**Description of the task**
Copy out every line from the start of the entries down through the line containing "M 190 73 L 138", adding -108 to each coordinate in the answer outlines. Leave the pictures out.

[Outline labeling entries]
= = =

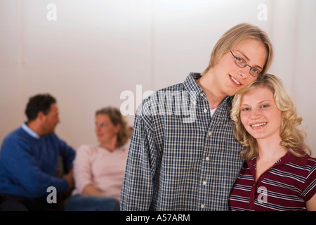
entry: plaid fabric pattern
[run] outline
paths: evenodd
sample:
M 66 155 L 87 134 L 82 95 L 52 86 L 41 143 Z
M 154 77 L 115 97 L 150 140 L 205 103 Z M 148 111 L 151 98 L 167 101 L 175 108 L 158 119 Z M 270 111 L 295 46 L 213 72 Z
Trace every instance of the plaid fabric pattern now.
M 190 73 L 138 108 L 121 192 L 121 210 L 228 210 L 242 162 L 227 97 L 211 118 Z

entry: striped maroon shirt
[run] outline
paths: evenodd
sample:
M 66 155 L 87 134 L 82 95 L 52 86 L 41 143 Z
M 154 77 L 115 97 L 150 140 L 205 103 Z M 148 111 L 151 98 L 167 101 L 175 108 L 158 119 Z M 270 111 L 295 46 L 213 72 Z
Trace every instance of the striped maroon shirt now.
M 230 209 L 306 210 L 316 193 L 316 159 L 288 153 L 255 182 L 256 158 L 244 163 L 230 195 Z

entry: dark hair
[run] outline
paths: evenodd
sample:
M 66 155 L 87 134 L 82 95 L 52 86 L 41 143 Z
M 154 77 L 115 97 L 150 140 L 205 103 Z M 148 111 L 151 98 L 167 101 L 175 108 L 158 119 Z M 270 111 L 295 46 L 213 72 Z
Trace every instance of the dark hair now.
M 126 118 L 121 115 L 121 111 L 115 107 L 107 106 L 96 112 L 96 116 L 99 114 L 108 115 L 110 120 L 114 126 L 121 124 L 121 129 L 117 134 L 117 146 L 120 147 L 127 143 L 130 136 L 130 130 L 129 129 Z
M 37 94 L 30 97 L 25 109 L 28 122 L 35 120 L 39 112 L 47 115 L 51 110 L 51 105 L 55 103 L 56 99 L 48 94 Z

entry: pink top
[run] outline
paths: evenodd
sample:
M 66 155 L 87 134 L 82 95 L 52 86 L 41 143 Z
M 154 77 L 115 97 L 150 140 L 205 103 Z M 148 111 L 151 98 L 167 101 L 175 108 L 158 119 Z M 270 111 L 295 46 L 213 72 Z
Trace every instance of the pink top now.
M 81 146 L 74 161 L 75 189 L 72 195 L 81 194 L 92 184 L 104 196 L 119 200 L 125 172 L 129 141 L 112 152 L 97 146 Z

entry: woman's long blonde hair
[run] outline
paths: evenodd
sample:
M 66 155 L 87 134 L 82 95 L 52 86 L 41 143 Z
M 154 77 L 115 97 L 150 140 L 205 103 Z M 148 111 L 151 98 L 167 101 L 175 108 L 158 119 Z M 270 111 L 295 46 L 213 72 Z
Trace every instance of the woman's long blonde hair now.
M 129 129 L 126 120 L 121 115 L 121 111 L 114 107 L 105 107 L 96 112 L 96 116 L 99 114 L 106 114 L 110 117 L 112 123 L 116 126 L 121 125 L 121 128 L 117 134 L 117 147 L 123 146 L 127 143 L 130 137 L 131 131 Z
M 246 131 L 240 120 L 240 105 L 244 94 L 259 86 L 267 87 L 273 93 L 277 107 L 282 111 L 280 145 L 298 157 L 310 155 L 310 148 L 305 141 L 306 133 L 304 129 L 299 128 L 302 118 L 297 115 L 292 96 L 284 87 L 280 78 L 266 74 L 258 77 L 253 83 L 238 91 L 232 102 L 230 116 L 234 121 L 235 135 L 238 142 L 245 148 L 241 152 L 242 159 L 247 161 L 258 154 L 256 139 Z M 301 150 L 303 150 L 303 153 Z

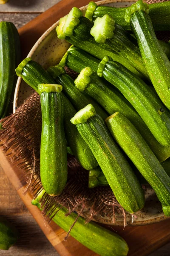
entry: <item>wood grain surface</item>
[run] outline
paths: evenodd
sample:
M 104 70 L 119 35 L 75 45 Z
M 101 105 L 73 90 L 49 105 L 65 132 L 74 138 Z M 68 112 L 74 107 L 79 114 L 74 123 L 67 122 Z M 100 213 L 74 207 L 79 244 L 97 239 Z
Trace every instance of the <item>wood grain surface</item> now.
M 88 2 L 88 0 L 64 0 L 47 12 L 38 17 L 38 9 L 34 10 L 36 13 L 27 14 L 0 13 L 0 20 L 11 21 L 19 28 L 32 18 L 37 17 L 35 20 L 20 30 L 23 46 L 23 55 L 25 57 L 40 36 L 49 26 L 59 19 L 61 13 L 63 16 L 68 12 L 72 6 L 80 7 L 85 5 Z M 66 8 L 66 5 L 68 8 Z M 40 23 L 43 25 L 39 26 Z M 48 226 L 44 222 L 39 210 L 31 204 L 30 195 L 28 194 L 26 196 L 23 196 L 23 186 L 24 187 L 25 183 L 22 173 L 20 173 L 15 165 L 10 165 L 8 160 L 4 155 L 2 154 L 2 152 L 0 152 L 0 163 L 1 163 L 5 173 L 8 174 L 9 179 L 17 189 L 18 194 L 25 203 L 24 204 L 20 200 L 16 190 L 0 167 L 0 215 L 6 217 L 14 224 L 20 234 L 20 239 L 16 245 L 8 251 L 0 251 L 0 256 L 96 255 L 70 236 L 67 242 L 61 242 L 61 240 L 65 236 L 65 233 L 53 222 L 51 223 L 50 226 Z M 17 175 L 14 174 L 14 169 L 15 173 L 17 173 Z M 42 232 L 26 205 L 33 213 L 41 229 L 46 233 L 47 236 L 51 240 L 55 247 L 58 249 L 59 254 L 51 246 Z M 114 227 L 113 229 L 114 231 L 124 237 L 128 242 L 130 246 L 129 256 L 144 256 L 149 255 L 150 253 L 170 241 L 170 221 L 166 221 L 161 223 L 144 227 L 128 227 L 125 229 L 122 227 Z M 57 238 L 56 233 L 58 235 Z M 149 255 L 169 256 L 170 250 L 170 244 L 169 244 Z

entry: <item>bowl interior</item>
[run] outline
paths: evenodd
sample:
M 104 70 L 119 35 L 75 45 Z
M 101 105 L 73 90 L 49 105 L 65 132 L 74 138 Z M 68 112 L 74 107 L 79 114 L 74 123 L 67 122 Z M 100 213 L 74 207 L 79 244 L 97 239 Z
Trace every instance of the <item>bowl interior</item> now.
M 97 2 L 98 5 L 105 5 L 114 7 L 125 7 L 130 6 L 134 2 L 128 1 L 117 1 L 107 0 Z M 81 9 L 85 12 L 87 6 L 83 6 Z M 57 21 L 48 29 L 41 37 L 32 48 L 28 57 L 42 65 L 47 69 L 49 67 L 58 64 L 60 60 L 70 46 L 65 40 L 60 40 L 57 36 L 55 31 L 58 25 Z M 14 113 L 16 109 L 22 105 L 24 100 L 30 96 L 33 90 L 20 77 L 16 85 L 14 100 Z M 155 195 L 153 190 L 149 186 L 144 188 L 146 203 L 144 207 L 136 213 L 136 217 L 132 217 L 130 214 L 128 215 L 127 222 L 129 225 L 136 225 L 151 224 L 167 218 L 162 209 L 161 204 Z M 82 216 L 88 216 L 88 210 L 83 213 Z M 113 224 L 112 220 L 106 216 L 98 215 L 94 221 L 102 223 Z M 116 214 L 116 225 L 122 225 L 124 217 L 120 214 Z

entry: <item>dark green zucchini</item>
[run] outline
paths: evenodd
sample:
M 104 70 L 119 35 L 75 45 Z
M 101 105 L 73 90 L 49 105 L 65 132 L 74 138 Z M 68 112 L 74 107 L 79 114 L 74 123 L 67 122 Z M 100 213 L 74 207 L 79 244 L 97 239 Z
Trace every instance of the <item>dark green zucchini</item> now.
M 153 85 L 164 104 L 170 109 L 170 62 L 159 44 L 148 12 L 148 5 L 139 0 L 127 9 L 125 17 L 136 38 Z
M 113 138 L 154 189 L 163 206 L 170 208 L 170 177 L 137 130 L 116 112 L 106 120 Z
M 99 66 L 98 74 L 103 75 L 116 86 L 140 115 L 158 141 L 170 146 L 170 115 L 150 87 L 118 62 L 106 56 Z
M 19 65 L 17 72 L 18 76 L 31 87 L 38 91 L 39 84 L 55 84 L 54 80 L 42 66 L 30 58 L 24 60 Z M 71 103 L 61 93 L 64 107 L 64 129 L 67 141 L 77 160 L 85 169 L 88 170 L 98 165 L 96 158 L 87 143 L 77 131 L 76 127 L 70 122 L 71 118 L 76 111 Z
M 152 3 L 149 5 L 149 15 L 155 30 L 170 30 L 170 2 Z M 128 7 L 115 8 L 109 6 L 97 6 L 93 2 L 90 2 L 86 11 L 86 17 L 91 20 L 97 17 L 108 14 L 115 20 L 116 23 L 126 30 L 131 30 L 130 26 L 125 20 L 126 10 Z M 89 10 L 90 11 L 88 11 Z
M 62 192 L 67 180 L 62 86 L 43 84 L 39 84 L 38 89 L 42 115 L 40 176 L 45 192 L 55 196 Z
M 119 204 L 130 213 L 142 208 L 142 186 L 93 105 L 79 111 L 71 121 L 91 148 Z
M 131 165 L 131 163 L 130 163 Z M 168 158 L 161 163 L 161 165 L 169 177 L 170 177 L 170 159 Z M 147 181 L 139 172 L 135 166 L 133 166 L 135 174 L 141 184 L 147 184 Z M 89 171 L 88 176 L 88 187 L 93 189 L 98 186 L 109 186 L 106 178 L 99 166 Z
M 85 68 L 86 64 L 96 70 L 98 63 L 96 60 L 82 50 L 72 47 L 61 62 L 63 64 L 65 63 L 70 68 L 80 73 L 81 69 Z M 169 157 L 170 148 L 164 147 L 158 142 L 133 107 L 118 91 L 106 81 L 98 77 L 96 74 L 93 73 L 89 76 L 86 73 L 84 76 L 83 71 L 82 72 L 82 80 L 81 79 L 81 81 L 84 85 L 80 85 L 82 90 L 85 90 L 110 115 L 119 111 L 129 119 L 138 129 L 160 162 Z M 80 87 L 77 86 L 77 88 L 79 89 Z
M 32 201 L 32 204 L 37 205 L 41 210 L 42 209 L 40 202 L 44 193 L 42 190 Z M 65 216 L 68 212 L 66 208 L 59 206 L 55 210 L 56 214 L 53 216 L 53 220 L 66 232 L 72 227 L 69 233 L 80 243 L 101 256 L 127 255 L 128 244 L 119 236 L 94 221 L 86 224 L 84 218 L 79 217 L 77 218 L 78 215 L 74 212 Z
M 97 18 L 90 32 L 97 43 L 114 50 L 150 80 L 139 47 L 133 43 L 133 38 L 130 35 L 127 35 L 122 28 L 115 24 L 113 18 L 107 14 Z
M 11 22 L 0 22 L 0 119 L 7 113 L 17 79 L 15 69 L 20 61 L 20 37 Z
M 99 186 L 109 186 L 106 177 L 99 166 L 89 171 L 88 176 L 89 189 L 93 189 Z
M 0 217 L 0 249 L 8 250 L 11 246 L 15 244 L 18 239 L 18 233 L 16 228 Z
M 140 77 L 143 77 L 142 75 L 134 68 L 128 60 L 118 54 L 114 49 L 109 48 L 104 44 L 100 44 L 96 42 L 90 34 L 91 29 L 94 25 L 93 23 L 85 17 L 81 17 L 81 15 L 78 18 L 80 10 L 76 7 L 74 7 L 73 9 L 74 9 L 75 11 L 75 16 L 73 15 L 71 17 L 68 15 L 67 17 L 65 17 L 65 22 L 63 21 L 65 17 L 62 18 L 62 22 L 57 27 L 56 31 L 59 38 L 65 38 L 72 44 L 83 49 L 100 60 L 106 55 L 110 56 L 114 61 L 120 62 Z M 71 13 L 71 12 L 72 11 Z M 71 31 L 70 25 L 71 25 L 72 23 L 74 23 L 74 21 L 76 23 L 78 21 L 79 21 L 79 23 L 77 24 L 76 26 L 71 26 Z M 65 24 L 67 24 L 67 26 L 65 26 Z M 65 26 L 65 29 L 67 26 L 70 32 L 69 36 L 68 36 L 68 34 L 63 32 Z
M 61 70 L 62 71 L 61 71 Z M 78 111 L 89 103 L 91 103 L 95 108 L 97 113 L 104 119 L 108 116 L 108 114 L 97 102 L 86 93 L 81 93 L 76 88 L 74 80 L 69 76 L 64 73 L 65 70 L 60 65 L 51 67 L 48 68 L 47 72 L 57 83 L 62 85 L 63 93 L 76 110 Z
M 158 40 L 158 41 L 163 51 L 165 53 L 168 59 L 170 59 L 170 44 L 161 40 Z

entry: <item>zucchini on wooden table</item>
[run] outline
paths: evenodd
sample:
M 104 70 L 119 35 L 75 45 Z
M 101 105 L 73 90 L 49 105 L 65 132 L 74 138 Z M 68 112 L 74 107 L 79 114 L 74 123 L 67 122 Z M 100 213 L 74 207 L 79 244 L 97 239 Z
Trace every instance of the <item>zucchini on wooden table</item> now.
M 113 17 L 105 14 L 101 18 L 97 18 L 90 33 L 97 43 L 104 44 L 108 49 L 116 52 L 150 80 L 139 47 L 133 43 L 133 38 L 119 25 L 115 24 Z
M 137 130 L 116 112 L 106 120 L 113 138 L 154 189 L 165 215 L 170 209 L 170 177 Z
M 89 146 L 119 204 L 131 214 L 142 208 L 141 185 L 93 106 L 89 104 L 71 121 Z
M 17 74 L 38 93 L 38 84 L 55 84 L 53 79 L 39 63 L 31 58 L 25 59 L 16 69 Z M 85 169 L 89 170 L 98 165 L 90 148 L 82 138 L 76 127 L 70 122 L 76 111 L 62 93 L 64 107 L 64 129 L 67 141 L 74 155 Z
M 163 146 L 170 147 L 170 114 L 155 91 L 137 76 L 108 56 L 99 64 L 97 73 L 122 92 L 158 141 Z
M 76 88 L 74 80 L 65 73 L 65 70 L 60 65 L 51 67 L 47 72 L 55 80 L 57 83 L 62 85 L 62 91 L 66 97 L 71 101 L 75 108 L 79 111 L 86 105 L 91 103 L 104 119 L 108 116 L 108 114 L 101 107 L 86 93 L 82 93 Z
M 8 110 L 17 79 L 15 69 L 20 61 L 20 37 L 11 22 L 0 22 L 0 119 Z
M 7 250 L 18 239 L 16 228 L 3 217 L 0 217 L 0 249 Z
M 52 196 L 62 192 L 67 180 L 62 89 L 59 84 L 42 84 L 38 86 L 42 115 L 40 176 L 44 189 Z
M 41 200 L 44 192 L 42 190 L 36 198 L 32 201 L 32 204 L 36 205 L 41 210 L 42 209 Z M 85 220 L 81 217 L 78 218 L 78 215 L 74 212 L 66 216 L 68 212 L 65 207 L 59 206 L 55 210 L 55 215 L 54 216 L 53 214 L 52 219 L 65 231 L 69 232 L 71 236 L 80 243 L 101 256 L 127 255 L 129 250 L 128 245 L 121 236 L 94 221 L 86 224 Z
M 138 0 L 126 9 L 125 18 L 130 24 L 135 35 L 146 68 L 157 94 L 170 109 L 170 62 L 155 35 L 149 12 L 148 5 L 142 0 Z
M 170 30 L 170 2 L 151 3 L 148 5 L 150 16 L 155 30 Z M 126 30 L 131 30 L 130 24 L 125 20 L 125 15 L 128 7 L 116 8 L 110 6 L 98 6 L 94 2 L 90 2 L 88 6 L 85 16 L 93 20 L 98 17 L 102 17 L 105 14 L 113 17 L 116 23 Z
M 77 87 L 92 97 L 110 115 L 119 111 L 129 119 L 144 137 L 160 162 L 170 156 L 170 148 L 164 147 L 156 140 L 144 122 L 129 102 L 106 81 L 98 77 L 93 70 L 97 70 L 99 61 L 81 49 L 72 47 L 61 60 L 63 66 L 81 73 L 76 82 Z M 92 71 L 86 72 L 86 65 Z M 81 70 L 83 69 L 82 71 Z M 76 81 L 75 81 L 76 82 Z
M 72 44 L 100 60 L 105 55 L 110 56 L 114 61 L 120 62 L 135 74 L 143 78 L 143 76 L 132 66 L 129 61 L 118 54 L 114 49 L 96 42 L 90 34 L 93 23 L 82 17 L 82 15 L 78 8 L 73 7 L 67 16 L 62 18 L 59 26 L 56 28 L 58 38 L 65 38 Z

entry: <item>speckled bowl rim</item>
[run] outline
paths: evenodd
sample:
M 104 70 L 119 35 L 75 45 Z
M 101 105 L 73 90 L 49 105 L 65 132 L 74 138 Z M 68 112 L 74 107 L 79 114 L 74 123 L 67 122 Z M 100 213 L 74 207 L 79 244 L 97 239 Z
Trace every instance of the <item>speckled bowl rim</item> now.
M 98 6 L 100 6 L 103 4 L 107 4 L 108 3 L 130 3 L 132 2 L 136 2 L 137 0 L 133 0 L 133 1 L 132 0 L 102 0 L 101 1 L 99 1 L 98 2 L 96 2 L 96 3 Z M 144 0 L 145 1 L 145 0 Z M 82 10 L 85 10 L 87 8 L 88 5 L 86 6 L 82 6 L 80 9 Z M 56 26 L 58 25 L 59 22 L 59 20 L 57 21 L 55 23 L 54 23 L 48 29 L 47 29 L 45 32 L 42 34 L 42 35 L 41 36 L 41 37 L 39 38 L 39 39 L 37 41 L 35 44 L 34 45 L 30 52 L 29 52 L 27 58 L 28 57 L 31 57 L 32 55 L 36 51 L 37 48 L 42 43 L 43 40 L 47 37 L 48 34 L 54 29 Z M 16 86 L 15 88 L 15 90 L 14 95 L 14 104 L 13 104 L 13 113 L 14 113 L 16 111 L 16 109 L 17 108 L 17 105 L 18 103 L 18 101 L 19 99 L 19 97 L 18 96 L 19 95 L 19 92 L 20 91 L 20 88 L 21 83 L 22 82 L 22 78 L 21 77 L 19 77 L 17 79 L 17 83 L 16 84 Z M 78 212 L 79 211 L 78 211 Z M 89 217 L 88 213 L 86 212 L 82 215 L 83 217 Z M 145 220 L 144 221 L 139 221 L 137 222 L 134 222 L 133 223 L 131 223 L 131 221 L 129 222 L 128 225 L 130 226 L 140 226 L 140 225 L 147 225 L 149 224 L 153 224 L 154 223 L 156 223 L 159 222 L 161 221 L 163 221 L 163 220 L 165 220 L 169 218 L 170 217 L 167 217 L 165 216 L 159 216 L 157 218 L 155 218 L 153 219 L 150 219 L 148 220 Z M 93 220 L 99 222 L 100 223 L 104 223 L 105 224 L 108 224 L 109 222 L 108 220 L 104 219 L 103 217 L 102 216 L 98 216 L 97 217 L 95 217 L 94 219 Z M 109 223 L 109 225 L 110 224 L 110 223 Z M 123 226 L 123 223 L 122 221 L 116 221 L 116 225 L 117 226 Z

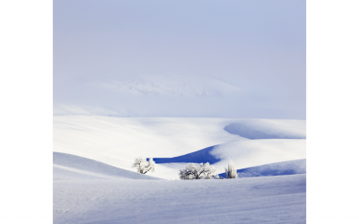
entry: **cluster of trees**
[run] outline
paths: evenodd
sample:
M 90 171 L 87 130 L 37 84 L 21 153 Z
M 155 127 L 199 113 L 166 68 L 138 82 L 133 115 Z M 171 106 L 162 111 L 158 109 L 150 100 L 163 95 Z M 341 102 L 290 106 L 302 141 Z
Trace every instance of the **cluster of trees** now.
M 135 163 L 132 165 L 132 168 L 136 168 L 137 172 L 140 174 L 145 174 L 149 171 L 156 171 L 156 165 L 152 158 L 150 158 L 148 161 L 144 157 L 136 158 L 135 159 Z
M 217 169 L 213 165 L 207 163 L 200 163 L 196 166 L 194 163 L 187 164 L 184 169 L 180 170 L 180 178 L 182 180 L 193 179 L 218 179 L 218 175 L 215 174 Z
M 137 168 L 137 172 L 140 174 L 145 174 L 149 171 L 155 172 L 155 162 L 152 158 L 146 160 L 145 158 L 139 157 L 135 159 L 135 163 L 132 165 L 133 168 Z M 234 168 L 234 163 L 229 158 L 228 168 L 224 168 L 225 177 L 227 179 L 237 178 L 237 170 Z M 198 166 L 195 163 L 187 164 L 186 168 L 180 170 L 180 178 L 182 180 L 193 180 L 193 179 L 219 179 L 220 177 L 216 175 L 217 169 L 214 165 L 210 165 L 209 162 L 200 163 Z M 221 177 L 222 178 L 222 177 Z

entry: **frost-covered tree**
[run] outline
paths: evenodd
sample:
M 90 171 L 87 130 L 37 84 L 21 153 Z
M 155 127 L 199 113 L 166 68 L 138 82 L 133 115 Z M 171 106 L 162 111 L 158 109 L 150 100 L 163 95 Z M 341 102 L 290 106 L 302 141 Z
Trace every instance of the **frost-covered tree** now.
M 216 179 L 219 178 L 215 174 L 216 168 L 215 166 L 207 163 L 200 163 L 196 166 L 194 163 L 187 164 L 184 169 L 180 170 L 180 178 L 182 180 L 191 179 Z
M 145 174 L 148 171 L 156 171 L 156 165 L 152 158 L 150 158 L 148 161 L 144 157 L 136 158 L 135 159 L 135 163 L 132 165 L 132 168 L 136 168 L 137 172 L 141 174 Z
M 234 163 L 231 159 L 231 158 L 228 158 L 228 168 L 224 169 L 225 169 L 225 177 L 227 179 L 238 177 L 237 169 L 235 169 Z

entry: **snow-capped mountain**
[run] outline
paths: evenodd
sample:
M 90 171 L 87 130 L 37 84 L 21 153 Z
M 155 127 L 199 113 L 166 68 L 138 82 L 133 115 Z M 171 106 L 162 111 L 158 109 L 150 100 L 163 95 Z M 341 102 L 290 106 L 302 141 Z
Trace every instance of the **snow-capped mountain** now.
M 136 96 L 232 96 L 242 91 L 235 85 L 216 79 L 177 75 L 142 75 L 127 80 L 91 81 L 85 84 Z

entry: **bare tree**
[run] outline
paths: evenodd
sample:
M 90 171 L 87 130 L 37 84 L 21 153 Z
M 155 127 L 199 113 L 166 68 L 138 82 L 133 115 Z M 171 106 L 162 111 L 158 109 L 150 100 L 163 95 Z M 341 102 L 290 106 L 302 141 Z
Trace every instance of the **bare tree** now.
M 225 169 L 225 177 L 227 179 L 238 177 L 237 169 L 235 169 L 234 163 L 231 159 L 231 158 L 228 158 L 228 168 L 224 169 Z
M 144 157 L 136 158 L 135 159 L 135 163 L 132 165 L 132 168 L 136 168 L 137 172 L 140 174 L 145 174 L 148 171 L 156 171 L 155 162 L 152 158 L 150 158 L 148 161 Z
M 179 175 L 182 180 L 216 179 L 219 177 L 215 174 L 215 166 L 210 165 L 208 162 L 200 163 L 198 167 L 194 163 L 188 163 L 184 169 L 180 170 Z

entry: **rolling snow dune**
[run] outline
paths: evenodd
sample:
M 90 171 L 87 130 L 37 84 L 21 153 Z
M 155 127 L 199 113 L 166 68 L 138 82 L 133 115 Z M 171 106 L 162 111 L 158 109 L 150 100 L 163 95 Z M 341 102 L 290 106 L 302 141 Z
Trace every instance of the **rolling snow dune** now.
M 306 159 L 276 162 L 253 168 L 237 169 L 238 177 L 270 177 L 306 173 Z M 225 178 L 225 173 L 218 175 Z
M 54 179 L 160 179 L 136 172 L 115 168 L 93 159 L 53 152 Z
M 54 116 L 54 151 L 131 171 L 135 158 L 155 158 L 146 176 L 167 179 L 178 177 L 175 163 L 208 161 L 222 173 L 228 157 L 240 169 L 305 159 L 305 121 L 296 120 Z
M 54 223 L 305 223 L 306 175 L 54 180 Z
M 305 139 L 305 122 L 301 120 L 241 120 L 224 127 L 230 134 L 248 139 Z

= = =

**Exercise output**
entry: plaid fabric pattern
[run] outline
paths: evenodd
sample:
M 66 155 L 87 134 L 82 95 L 52 86 L 41 143 Z
M 154 77 L 115 97 L 150 140 L 205 103 Z M 148 111 L 151 98 L 167 101 L 175 108 L 158 119 Z M 270 111 L 295 46 L 213 72 Z
Trace every instance of the plaid fabric pattern now.
M 82 -35 L 30 0 L 13 84 L 13 102 L 120 102 L 134 54 L 119 -11 L 103 10 Z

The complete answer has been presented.